*WHAT IS ASKED*
Reproduce the lines below verbatim, beginning with the line that contains "Please segment the <item>bunch" and continuing through the last of the lines, inclusive.

*Region annotation lines*

»»

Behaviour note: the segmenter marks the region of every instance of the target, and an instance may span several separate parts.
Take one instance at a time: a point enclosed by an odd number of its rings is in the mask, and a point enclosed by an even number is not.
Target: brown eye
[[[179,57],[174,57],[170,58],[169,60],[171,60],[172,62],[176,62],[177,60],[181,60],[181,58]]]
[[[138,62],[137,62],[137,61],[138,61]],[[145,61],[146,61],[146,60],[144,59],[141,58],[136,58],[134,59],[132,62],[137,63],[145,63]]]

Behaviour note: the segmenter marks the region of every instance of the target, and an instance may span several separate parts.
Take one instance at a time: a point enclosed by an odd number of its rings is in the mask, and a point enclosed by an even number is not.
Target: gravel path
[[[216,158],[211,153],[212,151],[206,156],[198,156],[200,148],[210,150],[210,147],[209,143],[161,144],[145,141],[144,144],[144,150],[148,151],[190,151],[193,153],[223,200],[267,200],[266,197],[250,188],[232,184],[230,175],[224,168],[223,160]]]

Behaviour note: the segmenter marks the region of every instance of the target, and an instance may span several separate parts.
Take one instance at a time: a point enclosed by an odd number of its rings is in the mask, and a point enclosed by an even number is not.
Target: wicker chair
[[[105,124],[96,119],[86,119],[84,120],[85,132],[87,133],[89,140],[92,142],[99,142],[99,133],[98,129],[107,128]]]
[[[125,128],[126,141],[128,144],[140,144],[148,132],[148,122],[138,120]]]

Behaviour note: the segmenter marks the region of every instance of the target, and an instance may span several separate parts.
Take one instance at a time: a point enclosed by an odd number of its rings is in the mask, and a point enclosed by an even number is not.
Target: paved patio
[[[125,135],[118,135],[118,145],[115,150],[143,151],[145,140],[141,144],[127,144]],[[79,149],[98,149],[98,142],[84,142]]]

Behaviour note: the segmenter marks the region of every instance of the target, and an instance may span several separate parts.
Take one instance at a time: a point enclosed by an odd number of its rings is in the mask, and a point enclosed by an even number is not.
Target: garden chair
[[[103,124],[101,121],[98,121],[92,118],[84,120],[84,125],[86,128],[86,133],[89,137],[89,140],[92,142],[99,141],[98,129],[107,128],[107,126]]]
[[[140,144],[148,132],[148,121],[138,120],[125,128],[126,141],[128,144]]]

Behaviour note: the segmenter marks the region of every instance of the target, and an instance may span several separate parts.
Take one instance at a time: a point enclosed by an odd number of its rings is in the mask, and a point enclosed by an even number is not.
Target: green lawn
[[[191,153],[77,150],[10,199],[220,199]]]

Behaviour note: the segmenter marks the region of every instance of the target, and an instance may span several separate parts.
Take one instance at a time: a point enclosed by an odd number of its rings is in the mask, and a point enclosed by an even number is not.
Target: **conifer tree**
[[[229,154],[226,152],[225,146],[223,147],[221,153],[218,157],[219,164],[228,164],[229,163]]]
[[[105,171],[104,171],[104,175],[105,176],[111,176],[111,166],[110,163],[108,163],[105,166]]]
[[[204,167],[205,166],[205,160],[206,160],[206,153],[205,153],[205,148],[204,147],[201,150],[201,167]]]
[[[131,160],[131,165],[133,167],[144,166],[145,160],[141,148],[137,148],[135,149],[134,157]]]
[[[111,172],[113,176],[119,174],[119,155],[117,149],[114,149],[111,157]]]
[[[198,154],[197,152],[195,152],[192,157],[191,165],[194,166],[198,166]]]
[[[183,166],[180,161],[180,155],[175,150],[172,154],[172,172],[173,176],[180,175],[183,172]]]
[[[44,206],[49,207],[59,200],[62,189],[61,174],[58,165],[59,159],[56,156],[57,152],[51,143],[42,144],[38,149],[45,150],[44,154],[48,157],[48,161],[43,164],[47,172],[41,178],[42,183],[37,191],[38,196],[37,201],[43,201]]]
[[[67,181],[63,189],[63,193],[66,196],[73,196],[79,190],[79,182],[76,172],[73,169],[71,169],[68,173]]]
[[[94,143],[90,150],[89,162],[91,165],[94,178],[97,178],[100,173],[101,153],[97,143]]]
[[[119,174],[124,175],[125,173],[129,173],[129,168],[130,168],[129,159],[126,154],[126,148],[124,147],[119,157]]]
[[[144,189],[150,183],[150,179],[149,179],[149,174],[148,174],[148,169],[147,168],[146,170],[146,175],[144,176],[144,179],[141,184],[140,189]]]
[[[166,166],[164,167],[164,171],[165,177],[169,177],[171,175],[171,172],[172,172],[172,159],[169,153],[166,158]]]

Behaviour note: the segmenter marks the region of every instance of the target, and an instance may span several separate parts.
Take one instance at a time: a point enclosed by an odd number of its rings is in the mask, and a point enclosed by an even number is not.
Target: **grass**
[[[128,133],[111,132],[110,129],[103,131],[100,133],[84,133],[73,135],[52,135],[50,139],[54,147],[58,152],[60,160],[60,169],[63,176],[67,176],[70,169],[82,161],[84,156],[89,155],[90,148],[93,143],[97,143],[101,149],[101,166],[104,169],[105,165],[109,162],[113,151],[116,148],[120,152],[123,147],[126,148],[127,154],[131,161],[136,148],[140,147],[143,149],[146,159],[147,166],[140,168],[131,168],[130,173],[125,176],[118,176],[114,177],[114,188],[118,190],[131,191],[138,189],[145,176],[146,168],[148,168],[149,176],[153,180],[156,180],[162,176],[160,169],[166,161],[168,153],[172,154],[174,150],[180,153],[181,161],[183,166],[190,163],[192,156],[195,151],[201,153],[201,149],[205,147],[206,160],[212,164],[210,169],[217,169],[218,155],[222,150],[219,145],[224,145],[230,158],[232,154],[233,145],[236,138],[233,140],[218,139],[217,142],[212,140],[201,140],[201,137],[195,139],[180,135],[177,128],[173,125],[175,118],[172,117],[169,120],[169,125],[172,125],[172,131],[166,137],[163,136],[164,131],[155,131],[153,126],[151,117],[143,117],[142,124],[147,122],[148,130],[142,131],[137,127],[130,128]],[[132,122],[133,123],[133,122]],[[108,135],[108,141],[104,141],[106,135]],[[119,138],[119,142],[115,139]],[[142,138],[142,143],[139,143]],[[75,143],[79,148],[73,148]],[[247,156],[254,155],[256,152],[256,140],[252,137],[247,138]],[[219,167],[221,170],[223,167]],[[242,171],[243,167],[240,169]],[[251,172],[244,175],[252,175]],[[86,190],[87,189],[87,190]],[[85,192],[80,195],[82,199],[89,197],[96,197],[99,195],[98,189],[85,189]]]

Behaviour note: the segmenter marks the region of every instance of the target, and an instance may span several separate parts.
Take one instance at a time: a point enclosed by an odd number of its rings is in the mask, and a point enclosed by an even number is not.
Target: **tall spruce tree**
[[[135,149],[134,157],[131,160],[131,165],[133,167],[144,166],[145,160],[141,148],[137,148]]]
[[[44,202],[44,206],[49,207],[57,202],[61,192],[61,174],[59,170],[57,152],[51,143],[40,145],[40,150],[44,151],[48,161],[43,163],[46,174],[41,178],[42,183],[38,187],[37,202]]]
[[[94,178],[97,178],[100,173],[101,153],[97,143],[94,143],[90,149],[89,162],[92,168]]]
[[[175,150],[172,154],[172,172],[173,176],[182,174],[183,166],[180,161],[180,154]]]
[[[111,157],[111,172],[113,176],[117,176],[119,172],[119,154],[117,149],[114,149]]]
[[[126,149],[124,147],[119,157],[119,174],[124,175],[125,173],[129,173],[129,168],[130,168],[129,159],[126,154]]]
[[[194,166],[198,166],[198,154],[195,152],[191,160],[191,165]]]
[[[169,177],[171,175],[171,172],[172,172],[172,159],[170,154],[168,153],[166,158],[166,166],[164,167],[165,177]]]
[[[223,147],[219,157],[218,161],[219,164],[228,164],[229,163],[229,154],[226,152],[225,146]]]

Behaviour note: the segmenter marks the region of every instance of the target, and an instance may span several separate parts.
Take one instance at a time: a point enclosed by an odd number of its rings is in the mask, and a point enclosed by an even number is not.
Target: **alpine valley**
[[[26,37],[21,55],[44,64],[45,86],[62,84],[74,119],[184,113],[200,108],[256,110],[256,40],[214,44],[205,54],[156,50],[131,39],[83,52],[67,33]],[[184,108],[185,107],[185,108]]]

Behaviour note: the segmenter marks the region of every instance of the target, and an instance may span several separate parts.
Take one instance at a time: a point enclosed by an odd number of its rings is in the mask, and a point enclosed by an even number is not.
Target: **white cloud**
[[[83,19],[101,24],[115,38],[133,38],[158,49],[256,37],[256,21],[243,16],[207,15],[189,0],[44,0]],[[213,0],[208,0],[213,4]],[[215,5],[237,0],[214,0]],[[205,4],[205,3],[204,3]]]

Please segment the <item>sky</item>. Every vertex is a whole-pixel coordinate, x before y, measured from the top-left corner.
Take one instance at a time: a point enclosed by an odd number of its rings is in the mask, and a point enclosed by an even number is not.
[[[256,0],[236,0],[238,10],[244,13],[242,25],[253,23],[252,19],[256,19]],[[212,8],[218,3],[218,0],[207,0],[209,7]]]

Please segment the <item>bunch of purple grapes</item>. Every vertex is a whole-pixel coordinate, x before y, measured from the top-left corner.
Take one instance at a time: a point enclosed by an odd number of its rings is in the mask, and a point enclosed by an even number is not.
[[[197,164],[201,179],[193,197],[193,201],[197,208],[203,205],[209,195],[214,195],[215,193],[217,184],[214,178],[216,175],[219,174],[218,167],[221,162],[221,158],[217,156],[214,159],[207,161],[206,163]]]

««

*WRITTEN SOLUTION*
Please segment the <item>bunch of purple grapes</item>. Every vertex is a whole-pixel coordinate, x before y, measured from the top-left corner.
Take one instance at a time: a point enclosed by an odd number of its rings is in the mask, and a point enclosed by an even number is not.
[[[197,164],[201,179],[193,197],[193,201],[197,208],[203,205],[209,195],[214,195],[215,193],[217,184],[214,178],[216,175],[219,174],[218,167],[221,162],[221,158],[217,156],[214,159],[207,161],[206,163]]]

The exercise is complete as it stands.